Reproduce the following material verbatim, omitting the pictures.

============

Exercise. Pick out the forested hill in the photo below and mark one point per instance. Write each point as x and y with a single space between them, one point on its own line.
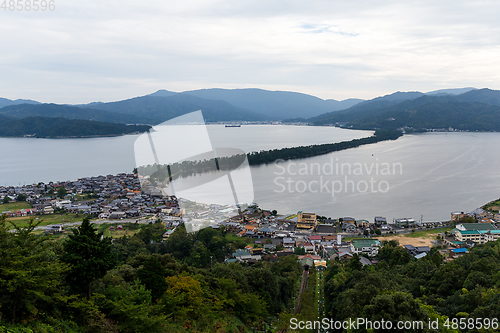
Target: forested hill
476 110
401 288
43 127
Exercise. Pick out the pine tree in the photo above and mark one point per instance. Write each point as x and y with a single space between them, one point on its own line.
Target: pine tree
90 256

============

## ANSWER TO THIS EXERCISE
Exercise. Pick out the forested hill in the photo below and mark one point per instance. Write each point as x and y with a single space between them, one point on its own line.
Target: forested hill
476 110
401 288
43 127
Exercise. Pick out the pine tree in the photo above and mark one point per instance. Write each point as x and y with a single space between them, one point on its own line.
Target: pine tree
90 256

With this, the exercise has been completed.